> _TASK OBJECTIVE_:
Update the rows below so that "photo" becomes "image" wherever it occurs, with nothing else altered. Leave the pictures out of your answer.

********

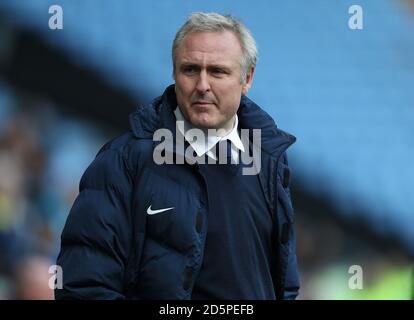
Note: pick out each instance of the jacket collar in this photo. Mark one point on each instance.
(159, 114)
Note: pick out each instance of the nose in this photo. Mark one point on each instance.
(203, 85)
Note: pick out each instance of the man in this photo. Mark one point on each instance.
(145, 228)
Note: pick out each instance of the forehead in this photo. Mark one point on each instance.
(210, 46)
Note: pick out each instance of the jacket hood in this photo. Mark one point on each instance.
(159, 114)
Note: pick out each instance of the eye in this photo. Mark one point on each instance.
(218, 71)
(189, 69)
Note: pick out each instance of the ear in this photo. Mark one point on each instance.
(248, 82)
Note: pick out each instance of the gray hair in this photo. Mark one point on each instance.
(214, 22)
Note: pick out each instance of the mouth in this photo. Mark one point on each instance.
(202, 104)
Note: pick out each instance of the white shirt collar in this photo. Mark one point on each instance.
(208, 146)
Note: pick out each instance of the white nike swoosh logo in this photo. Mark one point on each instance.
(149, 211)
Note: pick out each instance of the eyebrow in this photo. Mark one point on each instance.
(211, 66)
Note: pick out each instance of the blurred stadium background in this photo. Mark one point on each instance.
(346, 94)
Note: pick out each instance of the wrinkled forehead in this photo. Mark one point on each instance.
(212, 47)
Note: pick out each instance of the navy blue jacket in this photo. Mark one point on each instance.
(112, 249)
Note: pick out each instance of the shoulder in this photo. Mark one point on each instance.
(119, 157)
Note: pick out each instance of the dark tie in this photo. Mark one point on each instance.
(225, 147)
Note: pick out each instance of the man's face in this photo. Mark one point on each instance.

********

> _RESPONSE FOR THIS EXERCISE_:
Note: pick out each instance of the jacket collar in this image. Mark one point on each instance.
(159, 114)
Note: pick out each instance of the nose in this image. Mark one point on each instance.
(203, 85)
Note: pick out each instance of the man in this image. Mark one point on each instance.
(145, 228)
Note: pick out each instance of the forehead in this image. Mark one point on each instance.
(210, 46)
Note: pick out each instance of the jacket hood in this image. Mark one point on each instance.
(159, 114)
Note: pick out each instance of the eye in this image. Mark one point on each instance.
(218, 71)
(189, 69)
Note: pick out each instance of the ear in this image. Mark one point on each instance.
(248, 82)
Note: pick out each instance of the gray hair in this image. Mark one point on each instance.
(214, 22)
Note: pick out each instance of the mouth in this image. Mark one point on each instance.
(202, 104)
Note: pick out each instance of the white shirt collar in this image. Mark one point on each instance.
(208, 146)
Note: pick out each instance of the white nike swoosh logo in this image. Mark one point on each instance.
(149, 211)
Note: pick out each instance of the eyebrow in this image. Mark one point on each instance.
(211, 66)
Note: pick out each instance of the blurred stadium background in this image. Mark one point on each instance.
(346, 94)
Note: pick out each instance of the wrinkled forehead in this image. Mark one point on each instance.
(212, 47)
Note: pick out each instance of the navy blue jacket in this image. Mark one point on each instance.
(112, 249)
Note: pick out each instance of the shoulder in this image. Mark one point on each instance.
(119, 157)
Note: pick out each instance of the dark tie in this image. Mark one point on each instance.
(225, 147)
Note: pick out each instance of the man's face in this image. Mark one point on each instance.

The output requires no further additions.